━━━━━ DATA SHOWN ━━━━━

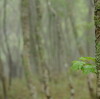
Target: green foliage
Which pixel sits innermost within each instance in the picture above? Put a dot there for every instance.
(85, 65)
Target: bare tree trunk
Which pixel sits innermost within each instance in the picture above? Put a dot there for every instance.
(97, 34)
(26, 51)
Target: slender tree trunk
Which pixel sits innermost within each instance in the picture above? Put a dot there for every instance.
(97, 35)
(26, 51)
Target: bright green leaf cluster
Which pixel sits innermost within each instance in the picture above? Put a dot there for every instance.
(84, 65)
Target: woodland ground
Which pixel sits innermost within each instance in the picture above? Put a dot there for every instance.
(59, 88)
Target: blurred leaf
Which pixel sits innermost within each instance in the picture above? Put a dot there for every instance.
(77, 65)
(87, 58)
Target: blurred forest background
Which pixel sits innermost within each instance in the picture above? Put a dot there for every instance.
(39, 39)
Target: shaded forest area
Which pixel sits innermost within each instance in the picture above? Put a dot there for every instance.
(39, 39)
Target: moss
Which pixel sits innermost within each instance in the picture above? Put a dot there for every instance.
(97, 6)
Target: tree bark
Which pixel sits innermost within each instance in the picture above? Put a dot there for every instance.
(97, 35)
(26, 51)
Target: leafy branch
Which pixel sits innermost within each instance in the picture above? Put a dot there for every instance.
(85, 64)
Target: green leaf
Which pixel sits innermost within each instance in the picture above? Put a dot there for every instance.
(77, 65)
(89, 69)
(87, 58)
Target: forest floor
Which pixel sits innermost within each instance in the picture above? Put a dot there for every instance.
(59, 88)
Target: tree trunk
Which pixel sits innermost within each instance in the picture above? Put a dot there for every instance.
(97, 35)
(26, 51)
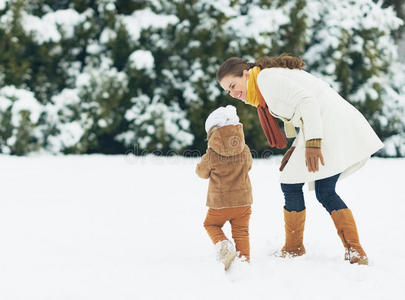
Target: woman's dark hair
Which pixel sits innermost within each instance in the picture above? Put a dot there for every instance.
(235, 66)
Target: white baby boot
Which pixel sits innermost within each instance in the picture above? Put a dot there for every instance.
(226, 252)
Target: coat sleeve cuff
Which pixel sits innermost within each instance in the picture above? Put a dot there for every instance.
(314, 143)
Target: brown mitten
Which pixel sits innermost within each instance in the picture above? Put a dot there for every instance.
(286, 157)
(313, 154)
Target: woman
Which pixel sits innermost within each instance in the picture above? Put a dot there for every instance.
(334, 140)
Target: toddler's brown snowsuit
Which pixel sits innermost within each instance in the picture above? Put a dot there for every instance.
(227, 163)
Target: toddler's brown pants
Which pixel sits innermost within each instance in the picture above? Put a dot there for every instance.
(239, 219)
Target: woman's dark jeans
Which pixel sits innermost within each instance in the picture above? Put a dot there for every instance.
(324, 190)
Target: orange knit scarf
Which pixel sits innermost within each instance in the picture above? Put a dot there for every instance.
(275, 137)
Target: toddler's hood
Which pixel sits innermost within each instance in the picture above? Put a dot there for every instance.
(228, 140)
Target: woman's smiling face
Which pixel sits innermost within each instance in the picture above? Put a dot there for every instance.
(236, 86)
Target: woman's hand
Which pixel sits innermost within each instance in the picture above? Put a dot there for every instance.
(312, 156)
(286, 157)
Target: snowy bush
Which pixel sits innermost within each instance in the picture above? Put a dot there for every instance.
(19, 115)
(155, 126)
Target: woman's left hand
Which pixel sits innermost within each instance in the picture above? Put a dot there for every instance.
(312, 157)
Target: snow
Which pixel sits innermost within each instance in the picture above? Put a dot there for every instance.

━━━━━

- [EXERCISE DESCRIPTION]: Output the line containing "Target: toddler's hood" and all lines after it to the end of the records, exactly as given.

- [WRITTEN ANSWER]:
Target: toddler's hood
Which pixel sits innermost within each instance in the picture above? Put a dot there for every instance.
(228, 140)
Target: woman's smiling face
Which pixel sits innermost within each instance in the picture above? Put a dot there for every instance.
(236, 86)
Target: woman's hand
Which pixel sits innermost within each instance in the picture above? Put a dot there for every instance.
(312, 156)
(286, 157)
Target: snowy bush
Which pixel sits innermost within each instance in the picture above? Put a dot there for every instance.
(19, 115)
(155, 126)
Target: woman's left hand
Which pixel sits innermost within each instance in the picture above? Put a dot there for every instance.
(312, 157)
Target: snow
Which pixel sits innermost within each instance in the picture above? Put a dot there for every instance.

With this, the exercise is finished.